[Data excerpts Boundary: Start]

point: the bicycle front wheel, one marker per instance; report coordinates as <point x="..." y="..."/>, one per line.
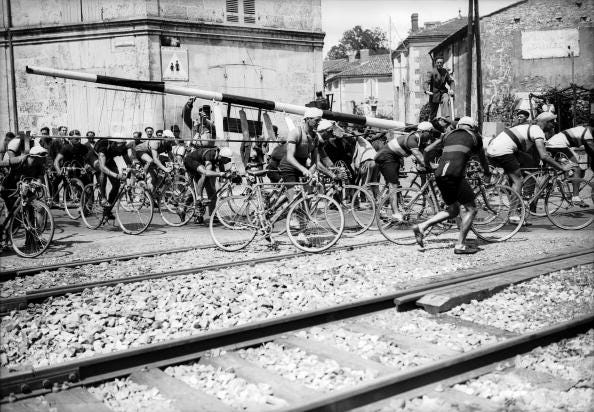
<point x="567" y="211"/>
<point x="90" y="208"/>
<point x="315" y="223"/>
<point x="233" y="223"/>
<point x="31" y="229"/>
<point x="134" y="209"/>
<point x="71" y="197"/>
<point x="358" y="207"/>
<point x="412" y="208"/>
<point x="500" y="213"/>
<point x="177" y="205"/>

[Data excerpts Boundary: End]

◆ **Exercise prompt**
Make an exact copy of the records above. Keep out every picture.

◆ **Expected answer**
point: the bicycle front wheel, one marker per instance; report coordinates as <point x="..." y="..."/>, one per line.
<point x="567" y="211"/>
<point x="90" y="208"/>
<point x="315" y="223"/>
<point x="233" y="223"/>
<point x="31" y="229"/>
<point x="134" y="209"/>
<point x="71" y="197"/>
<point x="358" y="207"/>
<point x="412" y="208"/>
<point x="500" y="213"/>
<point x="177" y="205"/>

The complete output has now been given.